■ Yönergeler
a: Özel dedektiflik metninde "Delil toplama yetkisi" ile "yargılamaya konu edilebilir." arasındaki bölümü, bu ifadeler de dahil olmak üzere aynen alıntılayın.
b: Özel dedektiflik metnine göre özel dedektiflik faaliyetlerinin uygun olarak yürütülmesi gereken yasal düzenlemeleri sıralayın.

■ Verilen Metin
┌──

Özel Dedektif Tutmak Yasal mı?

Öncelikle belirtmek gerekir ki, ülkemizde özel dedektiflik mesleğinin çerçevesini çizen bir düzenleme mevcut değildir. Dolayısıyla kanunda açıkça hukuka aykırı olduğu belirtilmemesi nedeniyle Özel Dedektiflik suç değildir.

Delil toplama yetkisi Cumhuriyet Savcılarına verilmiştir. Ancak, sanık/şüpheli veya mağdur/müşteki/şikayetçi tarafın leh ve aleyhine olan delillerin toplamasını önleyen bir düzenleme yoktur. Hukuka uygun her delil yargılamaya konu edilebilir.

Özel dedektiflerin de kişilerin leh ve aleyhine delil toplamalarının kanuna aykırı olduğuna dair bir düzenleme mevcut değildir. Ancak özel dedektiflik ve özel araştırma yaparken gerçekleştirilen eylemlerin hukuka aykırılık teşkil etmesi halinde bu fiiller suça konu olacaktır. Bu nedenle Türkiye’de özel dedektiflik faaliyetlerinin, 6698 sayılı Kişisel Verilerin Korunması Kanununa, 5188 sayılı Özel Güvenlik Hizmetlerine Dair Kanuna, Türk Ceza Kanununun Özel Hayatın Gizliliği hükümlerine uygun olarak yürütülmesi gerekmektedir. 

Örneğin, şahıslara değil ancak olaya yönelik yapılan bir araştırmada somut gerçeği aydınlatmak için toplanan güvenlik kamerası görüntüleri, delil tespiti için harici olarak yapılan inceleme veya olay yerine ilişkin fotoğraf çekilmesi gibi eylemler iddiaları ispat etmek için kullanılabilirken ; sırf kişiyi tuzağa düşürme amacıyla yapılan takip, fotoğraflama veya kişinin bilişim cihazı üzerinde rızası olmaksızın mesaj/arama kayıtlarını belgeleme gibi eylemler KVKK ve Özel Hayatın Gizliliği hükümlerinin ihlali nedeniyle suç teşkil edecektir.

Dolayısıyla özel dedektiflik ve araştırma faaliyetleri, yasal çerçeveler ve etik kurallar gözetilerek yürütülmelidir. Hukuka uygun olmayan yöntemlerle elde edilen deliller, yargılama süreçlerinde bir engel teşkil edebilir. Bu durum, özel dedektiflik  alanında hizmet almak isteyen kişilerin dikkat etmesi gereken önemli bir husustur.

└──

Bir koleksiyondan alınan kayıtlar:

┌──

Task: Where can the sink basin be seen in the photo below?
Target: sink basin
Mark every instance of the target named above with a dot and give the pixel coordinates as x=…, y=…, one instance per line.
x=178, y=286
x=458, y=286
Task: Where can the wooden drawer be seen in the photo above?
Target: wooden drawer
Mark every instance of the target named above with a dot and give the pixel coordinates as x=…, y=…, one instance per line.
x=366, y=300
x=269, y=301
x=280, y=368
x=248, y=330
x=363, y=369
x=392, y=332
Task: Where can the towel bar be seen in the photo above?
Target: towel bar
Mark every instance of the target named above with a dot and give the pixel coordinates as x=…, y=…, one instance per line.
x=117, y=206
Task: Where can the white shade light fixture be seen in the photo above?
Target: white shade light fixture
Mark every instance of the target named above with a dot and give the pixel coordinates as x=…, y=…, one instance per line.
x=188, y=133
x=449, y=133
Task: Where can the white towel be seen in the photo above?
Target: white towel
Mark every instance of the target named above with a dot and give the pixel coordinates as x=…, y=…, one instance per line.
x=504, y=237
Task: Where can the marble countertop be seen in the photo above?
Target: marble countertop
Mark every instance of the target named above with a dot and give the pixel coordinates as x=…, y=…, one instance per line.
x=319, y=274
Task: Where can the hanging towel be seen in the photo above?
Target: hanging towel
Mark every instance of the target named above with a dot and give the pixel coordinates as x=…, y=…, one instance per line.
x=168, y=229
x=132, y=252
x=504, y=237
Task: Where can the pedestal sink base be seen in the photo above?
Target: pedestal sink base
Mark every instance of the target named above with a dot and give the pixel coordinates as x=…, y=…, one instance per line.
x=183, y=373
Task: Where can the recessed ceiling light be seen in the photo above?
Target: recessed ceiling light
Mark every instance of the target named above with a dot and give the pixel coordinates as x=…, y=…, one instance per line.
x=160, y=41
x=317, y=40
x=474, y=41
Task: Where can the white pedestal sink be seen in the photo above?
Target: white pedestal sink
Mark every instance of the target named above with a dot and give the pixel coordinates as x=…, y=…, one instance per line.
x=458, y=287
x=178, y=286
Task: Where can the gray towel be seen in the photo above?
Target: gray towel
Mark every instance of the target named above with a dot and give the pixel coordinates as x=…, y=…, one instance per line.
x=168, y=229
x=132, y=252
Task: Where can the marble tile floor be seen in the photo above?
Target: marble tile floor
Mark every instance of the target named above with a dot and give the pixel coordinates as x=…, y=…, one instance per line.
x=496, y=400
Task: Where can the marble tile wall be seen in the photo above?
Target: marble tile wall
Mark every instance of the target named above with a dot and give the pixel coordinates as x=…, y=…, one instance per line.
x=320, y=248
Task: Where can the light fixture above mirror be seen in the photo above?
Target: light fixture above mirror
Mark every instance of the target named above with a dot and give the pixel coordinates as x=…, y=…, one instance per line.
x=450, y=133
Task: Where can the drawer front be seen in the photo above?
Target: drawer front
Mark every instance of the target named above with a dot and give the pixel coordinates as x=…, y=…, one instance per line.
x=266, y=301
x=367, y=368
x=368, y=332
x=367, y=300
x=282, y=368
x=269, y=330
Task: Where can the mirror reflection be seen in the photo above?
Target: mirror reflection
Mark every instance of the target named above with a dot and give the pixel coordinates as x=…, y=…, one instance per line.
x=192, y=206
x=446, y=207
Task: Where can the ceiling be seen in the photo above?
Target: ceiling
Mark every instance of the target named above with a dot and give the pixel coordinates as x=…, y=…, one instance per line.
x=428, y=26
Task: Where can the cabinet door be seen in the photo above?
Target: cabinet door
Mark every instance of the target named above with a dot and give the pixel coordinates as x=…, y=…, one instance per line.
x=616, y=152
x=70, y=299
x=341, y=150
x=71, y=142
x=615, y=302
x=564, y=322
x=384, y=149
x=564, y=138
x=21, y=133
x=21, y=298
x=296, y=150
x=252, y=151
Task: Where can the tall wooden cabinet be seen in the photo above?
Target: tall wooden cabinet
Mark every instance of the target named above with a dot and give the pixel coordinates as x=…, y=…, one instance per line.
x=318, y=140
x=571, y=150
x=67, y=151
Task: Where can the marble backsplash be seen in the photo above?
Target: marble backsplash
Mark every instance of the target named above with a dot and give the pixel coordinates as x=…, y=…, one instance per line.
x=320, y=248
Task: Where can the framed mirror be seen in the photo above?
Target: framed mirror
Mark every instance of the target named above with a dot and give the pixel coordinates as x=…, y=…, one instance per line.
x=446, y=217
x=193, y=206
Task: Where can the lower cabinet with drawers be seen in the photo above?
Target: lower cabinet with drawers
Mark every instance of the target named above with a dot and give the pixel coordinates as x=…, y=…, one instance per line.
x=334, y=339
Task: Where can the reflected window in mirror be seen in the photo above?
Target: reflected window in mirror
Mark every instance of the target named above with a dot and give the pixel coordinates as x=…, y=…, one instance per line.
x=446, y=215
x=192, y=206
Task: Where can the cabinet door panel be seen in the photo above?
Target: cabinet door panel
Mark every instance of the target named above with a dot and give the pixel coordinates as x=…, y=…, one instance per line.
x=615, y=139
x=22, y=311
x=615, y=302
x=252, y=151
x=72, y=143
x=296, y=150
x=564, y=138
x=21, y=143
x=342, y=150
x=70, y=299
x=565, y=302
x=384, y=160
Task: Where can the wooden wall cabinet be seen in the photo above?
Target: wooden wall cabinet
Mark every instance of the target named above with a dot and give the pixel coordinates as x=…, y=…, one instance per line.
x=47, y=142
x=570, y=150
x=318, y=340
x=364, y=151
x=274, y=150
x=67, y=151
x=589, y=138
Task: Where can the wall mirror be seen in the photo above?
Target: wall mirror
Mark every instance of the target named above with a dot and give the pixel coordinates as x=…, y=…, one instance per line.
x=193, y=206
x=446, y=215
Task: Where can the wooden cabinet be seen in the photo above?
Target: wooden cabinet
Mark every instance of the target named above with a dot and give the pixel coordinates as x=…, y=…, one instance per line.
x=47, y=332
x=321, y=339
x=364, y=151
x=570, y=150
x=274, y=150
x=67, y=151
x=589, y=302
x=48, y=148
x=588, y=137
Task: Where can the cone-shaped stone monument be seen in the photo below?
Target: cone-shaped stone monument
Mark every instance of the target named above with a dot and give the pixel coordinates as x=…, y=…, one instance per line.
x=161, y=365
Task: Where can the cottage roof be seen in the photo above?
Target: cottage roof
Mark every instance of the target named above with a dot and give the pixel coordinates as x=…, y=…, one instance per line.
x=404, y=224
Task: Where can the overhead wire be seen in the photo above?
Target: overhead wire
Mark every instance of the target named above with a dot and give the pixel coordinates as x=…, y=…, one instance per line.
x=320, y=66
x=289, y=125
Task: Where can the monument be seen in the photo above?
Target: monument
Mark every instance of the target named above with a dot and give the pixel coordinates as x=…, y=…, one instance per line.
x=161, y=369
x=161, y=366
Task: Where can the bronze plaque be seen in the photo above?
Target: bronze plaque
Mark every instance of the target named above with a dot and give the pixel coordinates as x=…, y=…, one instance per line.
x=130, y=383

└──

■ Görev Sonuçları
a:
Delil toplama yetkisi Cumhuriyet Savcılarına verilmiştir. Ancak, sanık/şüpheli veya mağdur/müşteki/şikayetçi tarafın leh ve aleyhine olan delillerin toplamasını önleyen bir düzenleme yoktur. Hukuka uygun her delil yargılamaya konu edilebilir.

b:
- 6698 sayılı Kişisel Verilerin Korunması Kanunu
- 5188 sayılı Özel Güvenlik Hizmetlerine Dair Kanun
- Türk Ceza Kanununun Özel Hayatın Gizliliği hükümleri